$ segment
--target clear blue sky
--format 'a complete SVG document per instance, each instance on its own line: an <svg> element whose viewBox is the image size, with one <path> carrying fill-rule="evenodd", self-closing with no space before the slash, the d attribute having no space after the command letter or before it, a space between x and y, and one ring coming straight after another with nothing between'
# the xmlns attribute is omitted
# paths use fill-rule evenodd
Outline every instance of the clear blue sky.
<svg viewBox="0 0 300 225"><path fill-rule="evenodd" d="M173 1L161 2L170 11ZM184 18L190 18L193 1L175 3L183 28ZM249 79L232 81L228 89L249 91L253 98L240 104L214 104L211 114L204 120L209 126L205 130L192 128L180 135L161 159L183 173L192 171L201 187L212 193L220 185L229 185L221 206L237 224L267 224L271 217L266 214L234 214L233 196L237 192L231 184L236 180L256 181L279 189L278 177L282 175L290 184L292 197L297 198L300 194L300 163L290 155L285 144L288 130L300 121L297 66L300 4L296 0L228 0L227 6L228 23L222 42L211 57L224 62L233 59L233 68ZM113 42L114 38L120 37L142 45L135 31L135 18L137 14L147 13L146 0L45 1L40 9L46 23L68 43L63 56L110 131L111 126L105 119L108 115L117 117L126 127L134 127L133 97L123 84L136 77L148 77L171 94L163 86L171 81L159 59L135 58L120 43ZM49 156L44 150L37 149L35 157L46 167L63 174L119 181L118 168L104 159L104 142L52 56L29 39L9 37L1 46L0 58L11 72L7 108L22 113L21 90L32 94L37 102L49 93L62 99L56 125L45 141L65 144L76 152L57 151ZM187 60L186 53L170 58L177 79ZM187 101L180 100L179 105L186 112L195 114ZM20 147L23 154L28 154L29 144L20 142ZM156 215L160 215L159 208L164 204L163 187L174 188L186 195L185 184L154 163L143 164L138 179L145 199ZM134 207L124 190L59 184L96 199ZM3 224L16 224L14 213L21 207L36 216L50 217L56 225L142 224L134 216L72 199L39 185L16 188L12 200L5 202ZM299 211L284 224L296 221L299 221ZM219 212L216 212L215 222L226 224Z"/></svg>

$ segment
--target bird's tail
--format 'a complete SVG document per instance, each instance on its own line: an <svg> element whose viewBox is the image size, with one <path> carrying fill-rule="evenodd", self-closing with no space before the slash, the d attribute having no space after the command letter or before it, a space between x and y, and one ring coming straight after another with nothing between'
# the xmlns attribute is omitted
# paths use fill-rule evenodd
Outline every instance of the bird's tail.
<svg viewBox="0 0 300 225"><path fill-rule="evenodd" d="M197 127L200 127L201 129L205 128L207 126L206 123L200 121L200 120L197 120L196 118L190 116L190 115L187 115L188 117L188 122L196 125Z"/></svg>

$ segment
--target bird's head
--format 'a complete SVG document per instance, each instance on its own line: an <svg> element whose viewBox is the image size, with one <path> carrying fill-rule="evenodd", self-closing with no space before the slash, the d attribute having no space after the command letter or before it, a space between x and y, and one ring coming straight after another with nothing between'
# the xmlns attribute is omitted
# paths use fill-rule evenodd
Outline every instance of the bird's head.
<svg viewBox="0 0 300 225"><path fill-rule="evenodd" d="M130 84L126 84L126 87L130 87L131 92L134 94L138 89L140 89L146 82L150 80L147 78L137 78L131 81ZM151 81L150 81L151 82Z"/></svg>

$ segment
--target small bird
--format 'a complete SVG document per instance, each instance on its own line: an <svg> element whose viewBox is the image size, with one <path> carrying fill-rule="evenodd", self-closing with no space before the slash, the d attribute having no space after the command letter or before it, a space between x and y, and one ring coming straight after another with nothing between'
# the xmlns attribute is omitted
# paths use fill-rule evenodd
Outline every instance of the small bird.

•••

• INSTRUCTION:
Rewrite the listing above, swapping "Outline" for "Trace" every time it appears, and keep all other text as it is.

• RESPONSE:
$ segment
--target clear blue sky
--format 'a complete SVG document per instance, each instance on its own line: an <svg> element whose viewBox is the image size, with one <path> carrying fill-rule="evenodd", self-closing with no space before the slash, the d attribute having no space after the command letter or before it, a space between x and y, and one ring coming straight after another with nothing between'
# the xmlns attribute is omitted
# paths use fill-rule evenodd
Trace every instance of the clear blue sky.
<svg viewBox="0 0 300 225"><path fill-rule="evenodd" d="M173 1L161 2L170 11ZM184 18L190 18L193 1L175 3L183 28ZM249 79L232 81L228 89L249 91L253 98L240 104L214 104L211 114L204 120L209 126L205 130L192 128L180 135L161 159L183 173L192 171L201 187L212 193L220 185L229 185L221 206L237 224L267 224L271 217L266 214L234 214L233 196L237 192L231 184L236 180L256 181L279 189L278 177L282 175L290 184L292 197L297 198L300 194L300 163L290 155L285 144L288 130L300 121L297 66L300 4L296 0L228 0L227 6L228 23L222 42L211 57L224 62L233 59L233 68ZM113 42L114 38L120 37L142 45L135 31L135 18L137 14L147 13L146 0L45 1L40 9L46 23L68 43L63 56L110 131L111 126L105 119L108 115L117 117L126 127L134 127L133 97L123 84L136 77L148 77L171 94L163 86L171 81L159 59L135 58L120 43ZM49 156L44 150L37 149L35 157L46 167L63 174L119 181L118 168L104 159L104 142L52 56L29 39L9 37L1 46L0 58L11 72L7 108L22 113L21 90L32 94L37 102L49 93L62 99L56 125L45 141L65 144L76 152L57 151ZM187 60L186 53L170 58L177 79ZM187 101L180 100L179 105L186 112L195 114ZM20 147L23 154L28 154L29 144L20 142ZM156 215L160 215L159 208L164 204L163 187L174 188L186 195L185 184L154 163L143 164L138 179L145 199ZM134 207L124 190L59 184L96 199ZM3 224L16 224L14 213L21 207L36 216L50 217L56 225L142 224L134 216L72 199L39 185L16 188L12 200L5 202ZM299 211L284 224L296 221L299 221ZM219 212L216 212L215 222L226 224Z"/></svg>

$ segment
--target bird's tail
--format 'a complete SVG document per instance, each instance on its own line: an <svg> element whose viewBox is the image size, with one <path> carrying fill-rule="evenodd", self-closing with no space before the slash, the d attribute having no space after the command letter or before it, a space between x and y, and one ring coming straight after another with nothing between'
# the xmlns attribute is omitted
# paths use fill-rule evenodd
Trace every instance of the bird's tail.
<svg viewBox="0 0 300 225"><path fill-rule="evenodd" d="M197 127L200 127L201 129L205 128L207 126L206 123L200 121L200 120L197 120L196 118L190 116L190 115L187 115L188 117L188 122L196 125Z"/></svg>

$ segment
--target bird's head
--format 'a complete SVG document per instance, each instance on its own line: an <svg> element whose viewBox is the image size, with one <path> carrying fill-rule="evenodd", self-closing with no space before the slash, the d attribute having no space after the command letter or before it, a space between x and y, and one ring coming straight after another with nothing between'
# the xmlns attribute is omitted
# paths use fill-rule evenodd
Trace every instance of the bird's head.
<svg viewBox="0 0 300 225"><path fill-rule="evenodd" d="M130 84L126 84L126 87L130 87L131 92L134 94L138 89L140 89L146 82L150 80L147 78L137 78L131 81ZM151 81L150 81L151 82Z"/></svg>

$ segment
--target small bird
--format 'a complete SVG document per instance, each instance on its own line: an <svg> element whose viewBox is the image size, with one <path> carrying fill-rule="evenodd", self-closing with no space before the slash, the d attribute having no space after the command letter or before it, a space between x and y, and one ring coming straight after another with nothing between'
# the xmlns attribute is omitted
# paths use fill-rule evenodd
Trace every instance of the small bird.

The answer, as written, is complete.